— begin Data for this exercise —

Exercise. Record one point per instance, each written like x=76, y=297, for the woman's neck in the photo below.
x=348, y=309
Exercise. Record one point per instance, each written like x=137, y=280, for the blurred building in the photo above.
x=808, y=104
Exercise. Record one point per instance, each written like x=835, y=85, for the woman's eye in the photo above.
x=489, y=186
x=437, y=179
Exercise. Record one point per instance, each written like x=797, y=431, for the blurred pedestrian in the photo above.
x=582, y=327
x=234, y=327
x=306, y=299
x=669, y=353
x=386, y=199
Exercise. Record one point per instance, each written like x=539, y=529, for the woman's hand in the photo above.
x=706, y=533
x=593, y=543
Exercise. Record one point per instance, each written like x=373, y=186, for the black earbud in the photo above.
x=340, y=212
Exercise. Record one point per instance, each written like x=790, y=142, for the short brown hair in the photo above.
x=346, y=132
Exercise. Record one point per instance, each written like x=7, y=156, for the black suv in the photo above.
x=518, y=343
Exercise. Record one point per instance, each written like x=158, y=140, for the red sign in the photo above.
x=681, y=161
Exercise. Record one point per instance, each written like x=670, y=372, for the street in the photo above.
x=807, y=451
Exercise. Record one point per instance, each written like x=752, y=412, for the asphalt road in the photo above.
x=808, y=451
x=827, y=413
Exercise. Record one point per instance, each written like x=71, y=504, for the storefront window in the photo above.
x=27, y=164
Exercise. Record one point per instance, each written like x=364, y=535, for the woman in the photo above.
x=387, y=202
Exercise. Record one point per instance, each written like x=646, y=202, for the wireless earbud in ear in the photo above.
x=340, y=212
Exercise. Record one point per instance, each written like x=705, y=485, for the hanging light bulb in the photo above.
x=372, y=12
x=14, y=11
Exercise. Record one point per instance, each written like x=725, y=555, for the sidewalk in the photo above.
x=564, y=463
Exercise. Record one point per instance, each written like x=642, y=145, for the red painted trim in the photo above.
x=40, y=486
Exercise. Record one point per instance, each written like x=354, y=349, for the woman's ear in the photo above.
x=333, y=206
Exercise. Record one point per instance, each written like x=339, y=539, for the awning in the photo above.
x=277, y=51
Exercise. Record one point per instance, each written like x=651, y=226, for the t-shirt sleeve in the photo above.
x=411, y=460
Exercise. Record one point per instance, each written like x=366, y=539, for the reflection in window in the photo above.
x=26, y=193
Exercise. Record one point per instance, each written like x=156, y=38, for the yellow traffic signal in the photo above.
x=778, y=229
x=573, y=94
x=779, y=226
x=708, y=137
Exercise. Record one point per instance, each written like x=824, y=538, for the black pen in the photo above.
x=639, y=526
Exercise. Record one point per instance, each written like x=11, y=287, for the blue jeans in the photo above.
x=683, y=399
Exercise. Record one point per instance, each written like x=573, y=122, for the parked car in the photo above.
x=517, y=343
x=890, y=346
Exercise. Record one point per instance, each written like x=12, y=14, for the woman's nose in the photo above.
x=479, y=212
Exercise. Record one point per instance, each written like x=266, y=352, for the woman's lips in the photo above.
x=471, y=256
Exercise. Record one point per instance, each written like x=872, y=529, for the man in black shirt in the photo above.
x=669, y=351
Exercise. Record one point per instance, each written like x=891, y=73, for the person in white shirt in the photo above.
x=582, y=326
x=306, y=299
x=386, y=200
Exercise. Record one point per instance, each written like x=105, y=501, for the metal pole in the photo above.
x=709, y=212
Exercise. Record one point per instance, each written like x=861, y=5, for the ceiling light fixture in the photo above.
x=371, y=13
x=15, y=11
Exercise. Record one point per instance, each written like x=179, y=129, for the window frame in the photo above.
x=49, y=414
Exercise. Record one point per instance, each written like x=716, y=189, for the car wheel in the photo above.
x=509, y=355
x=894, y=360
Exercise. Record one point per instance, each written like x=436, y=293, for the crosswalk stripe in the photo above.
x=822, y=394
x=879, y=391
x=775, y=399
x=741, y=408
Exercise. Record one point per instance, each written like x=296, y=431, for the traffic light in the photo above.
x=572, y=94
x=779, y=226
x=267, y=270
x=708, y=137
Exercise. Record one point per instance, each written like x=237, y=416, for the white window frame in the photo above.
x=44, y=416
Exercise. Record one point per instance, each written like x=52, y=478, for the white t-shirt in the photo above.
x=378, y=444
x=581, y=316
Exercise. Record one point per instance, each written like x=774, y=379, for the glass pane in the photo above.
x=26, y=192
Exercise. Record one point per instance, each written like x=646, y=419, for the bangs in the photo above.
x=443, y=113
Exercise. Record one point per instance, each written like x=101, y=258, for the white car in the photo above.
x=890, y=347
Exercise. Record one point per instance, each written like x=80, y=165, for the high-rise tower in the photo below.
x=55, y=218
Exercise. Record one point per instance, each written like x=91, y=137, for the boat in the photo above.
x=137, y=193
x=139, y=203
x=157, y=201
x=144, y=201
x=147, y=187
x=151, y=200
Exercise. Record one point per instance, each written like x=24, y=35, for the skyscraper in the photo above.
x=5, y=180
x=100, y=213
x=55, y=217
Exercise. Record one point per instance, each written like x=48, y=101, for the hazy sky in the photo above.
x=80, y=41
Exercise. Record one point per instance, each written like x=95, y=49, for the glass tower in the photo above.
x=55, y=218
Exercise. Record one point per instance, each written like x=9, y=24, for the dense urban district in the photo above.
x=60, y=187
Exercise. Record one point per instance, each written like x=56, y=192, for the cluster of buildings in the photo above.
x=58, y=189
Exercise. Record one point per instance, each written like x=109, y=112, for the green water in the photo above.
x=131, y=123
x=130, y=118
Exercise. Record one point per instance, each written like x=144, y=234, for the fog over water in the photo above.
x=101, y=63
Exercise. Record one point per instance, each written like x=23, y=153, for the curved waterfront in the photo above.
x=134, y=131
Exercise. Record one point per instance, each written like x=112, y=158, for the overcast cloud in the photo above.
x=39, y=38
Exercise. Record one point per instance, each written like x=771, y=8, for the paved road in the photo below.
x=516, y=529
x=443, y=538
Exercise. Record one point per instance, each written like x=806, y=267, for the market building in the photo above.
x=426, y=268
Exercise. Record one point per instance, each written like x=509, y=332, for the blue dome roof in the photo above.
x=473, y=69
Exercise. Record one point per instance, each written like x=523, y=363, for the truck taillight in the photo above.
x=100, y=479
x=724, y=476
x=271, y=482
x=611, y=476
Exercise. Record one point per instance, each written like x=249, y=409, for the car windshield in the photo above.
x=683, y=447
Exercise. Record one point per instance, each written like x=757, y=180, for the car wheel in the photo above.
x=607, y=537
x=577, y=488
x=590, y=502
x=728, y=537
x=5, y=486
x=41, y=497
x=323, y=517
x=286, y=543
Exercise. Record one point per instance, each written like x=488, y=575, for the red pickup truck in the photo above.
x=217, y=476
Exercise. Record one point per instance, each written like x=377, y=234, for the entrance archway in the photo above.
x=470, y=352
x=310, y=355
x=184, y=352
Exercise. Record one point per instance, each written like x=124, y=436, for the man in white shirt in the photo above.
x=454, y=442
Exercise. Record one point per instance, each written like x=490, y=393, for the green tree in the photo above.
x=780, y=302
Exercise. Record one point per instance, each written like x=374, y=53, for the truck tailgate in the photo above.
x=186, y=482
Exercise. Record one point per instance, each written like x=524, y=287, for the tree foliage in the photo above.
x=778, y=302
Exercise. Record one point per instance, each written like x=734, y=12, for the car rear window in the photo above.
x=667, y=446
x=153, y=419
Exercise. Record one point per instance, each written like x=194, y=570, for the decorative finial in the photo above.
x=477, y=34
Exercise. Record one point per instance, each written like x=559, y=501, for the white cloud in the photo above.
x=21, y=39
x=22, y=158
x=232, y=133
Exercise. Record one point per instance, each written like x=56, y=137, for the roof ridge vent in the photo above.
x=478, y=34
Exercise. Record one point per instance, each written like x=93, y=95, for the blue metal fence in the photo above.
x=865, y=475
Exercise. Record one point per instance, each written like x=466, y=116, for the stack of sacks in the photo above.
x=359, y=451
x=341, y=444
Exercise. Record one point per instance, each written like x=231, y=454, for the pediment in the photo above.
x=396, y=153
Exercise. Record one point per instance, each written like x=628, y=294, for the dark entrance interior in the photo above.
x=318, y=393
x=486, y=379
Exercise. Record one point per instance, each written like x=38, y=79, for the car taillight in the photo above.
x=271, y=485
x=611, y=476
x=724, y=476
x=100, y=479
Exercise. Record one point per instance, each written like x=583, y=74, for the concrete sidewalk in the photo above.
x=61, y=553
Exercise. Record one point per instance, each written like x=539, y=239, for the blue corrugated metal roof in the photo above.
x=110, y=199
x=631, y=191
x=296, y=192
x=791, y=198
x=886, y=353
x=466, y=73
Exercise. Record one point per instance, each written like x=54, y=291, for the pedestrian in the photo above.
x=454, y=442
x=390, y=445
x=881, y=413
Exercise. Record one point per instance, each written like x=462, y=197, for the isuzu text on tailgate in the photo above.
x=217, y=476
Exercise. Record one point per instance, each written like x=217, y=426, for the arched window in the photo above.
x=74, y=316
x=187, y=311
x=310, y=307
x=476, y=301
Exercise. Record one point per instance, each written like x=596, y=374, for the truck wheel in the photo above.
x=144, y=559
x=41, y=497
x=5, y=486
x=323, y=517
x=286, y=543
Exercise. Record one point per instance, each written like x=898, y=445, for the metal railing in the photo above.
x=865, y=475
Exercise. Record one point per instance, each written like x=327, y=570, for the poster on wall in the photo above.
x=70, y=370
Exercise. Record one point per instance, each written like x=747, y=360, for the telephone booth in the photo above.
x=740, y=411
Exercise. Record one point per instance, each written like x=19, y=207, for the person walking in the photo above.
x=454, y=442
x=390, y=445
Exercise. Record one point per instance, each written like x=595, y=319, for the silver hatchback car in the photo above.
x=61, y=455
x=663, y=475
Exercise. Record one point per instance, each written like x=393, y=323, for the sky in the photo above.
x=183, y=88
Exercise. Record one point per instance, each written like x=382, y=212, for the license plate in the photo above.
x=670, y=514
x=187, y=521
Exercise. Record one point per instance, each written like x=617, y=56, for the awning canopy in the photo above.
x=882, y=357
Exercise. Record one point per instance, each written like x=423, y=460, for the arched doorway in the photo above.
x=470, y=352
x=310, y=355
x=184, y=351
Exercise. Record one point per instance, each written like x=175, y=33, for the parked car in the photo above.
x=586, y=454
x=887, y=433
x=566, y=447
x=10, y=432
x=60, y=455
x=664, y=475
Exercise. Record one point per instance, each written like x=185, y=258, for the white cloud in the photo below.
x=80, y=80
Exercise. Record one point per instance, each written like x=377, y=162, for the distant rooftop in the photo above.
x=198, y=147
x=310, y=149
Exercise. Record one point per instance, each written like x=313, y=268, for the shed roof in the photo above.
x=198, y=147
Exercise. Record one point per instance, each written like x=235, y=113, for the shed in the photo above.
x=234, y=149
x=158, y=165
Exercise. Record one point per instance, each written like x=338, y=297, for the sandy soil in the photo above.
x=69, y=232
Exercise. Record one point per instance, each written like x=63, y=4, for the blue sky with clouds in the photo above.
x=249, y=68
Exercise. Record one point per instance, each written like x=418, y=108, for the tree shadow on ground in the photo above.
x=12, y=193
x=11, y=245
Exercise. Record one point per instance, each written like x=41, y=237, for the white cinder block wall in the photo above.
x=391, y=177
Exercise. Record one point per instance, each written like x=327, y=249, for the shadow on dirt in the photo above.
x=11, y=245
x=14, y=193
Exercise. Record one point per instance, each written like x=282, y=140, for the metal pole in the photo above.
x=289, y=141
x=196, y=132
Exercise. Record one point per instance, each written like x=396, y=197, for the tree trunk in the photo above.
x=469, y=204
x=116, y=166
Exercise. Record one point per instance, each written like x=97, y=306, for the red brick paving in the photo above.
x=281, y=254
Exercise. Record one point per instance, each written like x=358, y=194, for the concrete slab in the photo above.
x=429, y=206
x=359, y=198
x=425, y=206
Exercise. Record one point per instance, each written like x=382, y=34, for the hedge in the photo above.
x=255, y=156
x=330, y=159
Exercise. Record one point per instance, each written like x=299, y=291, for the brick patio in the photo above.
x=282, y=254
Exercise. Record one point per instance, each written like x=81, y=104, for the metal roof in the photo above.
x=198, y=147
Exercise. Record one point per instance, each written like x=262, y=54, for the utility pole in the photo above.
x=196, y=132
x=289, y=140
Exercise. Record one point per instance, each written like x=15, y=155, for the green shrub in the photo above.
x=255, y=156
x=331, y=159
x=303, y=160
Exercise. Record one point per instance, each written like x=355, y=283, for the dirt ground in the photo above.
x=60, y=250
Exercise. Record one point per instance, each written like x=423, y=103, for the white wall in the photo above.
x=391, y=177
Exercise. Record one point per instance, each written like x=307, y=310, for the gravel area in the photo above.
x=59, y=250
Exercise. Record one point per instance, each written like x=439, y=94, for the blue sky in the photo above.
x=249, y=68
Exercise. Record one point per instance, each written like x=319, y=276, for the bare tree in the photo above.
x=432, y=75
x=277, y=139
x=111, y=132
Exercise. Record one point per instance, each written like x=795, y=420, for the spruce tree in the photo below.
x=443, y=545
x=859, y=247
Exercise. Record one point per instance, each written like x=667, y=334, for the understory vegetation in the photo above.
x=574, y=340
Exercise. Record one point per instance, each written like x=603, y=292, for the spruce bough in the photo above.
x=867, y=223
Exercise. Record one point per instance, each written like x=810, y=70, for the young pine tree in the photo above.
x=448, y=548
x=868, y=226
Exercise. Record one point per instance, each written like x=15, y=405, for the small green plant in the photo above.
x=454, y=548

— end Data for this exercise —

• Direction
Return, unchanged, the lines of the records starting with the line that contains "road in the photo below." and ending with the line that contains "x=683, y=447", including both of those lines.

• Solution for this problem
Exercise. Record one point per instance, each written like x=771, y=8, for the paved road in the photo below.
x=516, y=529
x=443, y=538
Exercise. Record one point per instance, each written like x=806, y=267, for the market building in the photo above.
x=426, y=268
Exercise. Record one point per instance, each written like x=509, y=332, for the blue dome roof in the photo above.
x=473, y=69
Exercise. Record one point per instance, each written like x=523, y=363, for the truck taillight in the photo above.
x=100, y=479
x=724, y=476
x=271, y=482
x=611, y=476
Exercise. Record one point per instance, each written like x=249, y=409, for the car windshield in the photo above.
x=683, y=447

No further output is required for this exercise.